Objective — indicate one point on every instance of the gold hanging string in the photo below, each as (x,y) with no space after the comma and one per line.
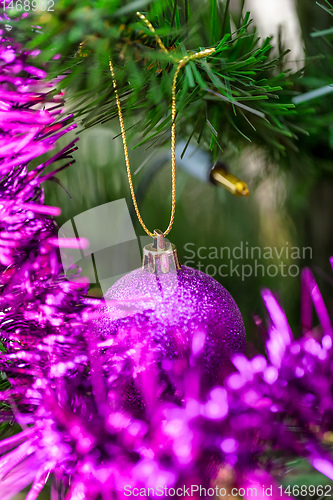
(181,64)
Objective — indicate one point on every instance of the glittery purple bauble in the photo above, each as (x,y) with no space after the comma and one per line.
(170,317)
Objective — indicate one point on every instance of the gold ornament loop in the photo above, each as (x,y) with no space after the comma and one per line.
(181,64)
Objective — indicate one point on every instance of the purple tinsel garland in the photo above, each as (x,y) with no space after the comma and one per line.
(227,436)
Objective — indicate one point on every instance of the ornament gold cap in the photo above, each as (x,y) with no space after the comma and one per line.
(160,256)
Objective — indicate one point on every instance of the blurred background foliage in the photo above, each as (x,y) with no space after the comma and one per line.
(237,105)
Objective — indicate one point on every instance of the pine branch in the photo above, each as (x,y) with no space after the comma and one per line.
(233,96)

——————

[TASK DETAILS] Each entry is to be output exactly, and no picture is to appear.

[ANSWER BOX]
Objective — indicate one point on every instance of the gold hanging string in the photo below, each as (x,y) with no space after the comma and one per line.
(181,64)
Objective — indicate one point on every instance of the glittery purple bauble in the photo above, each as (x,y) with no space after the comma and one per line.
(170,317)
Objective — indicate one point on every instance of the gold ornament loop in the photo above, each as (x,y) with no space after the comma and one per line.
(181,64)
Objective — indicate one point on every instance of the purple tinsel garland in the photo above, each as (x,y) with no space after the comma and one per line.
(227,436)
Objective — indicate one point on every instance of the ornament gold cap in the photo above, each as (x,y) with no space after the comma and one per line.
(160,256)
Objective — indicate one point on every instance of the blurred background foliage in the photo above, each as (x,y) with no space after the comma and one per line.
(237,105)
Objective — indicate one point on every instance of the pine branch in the photo above, each as (x,y) with no space after the comma and one per line.
(233,96)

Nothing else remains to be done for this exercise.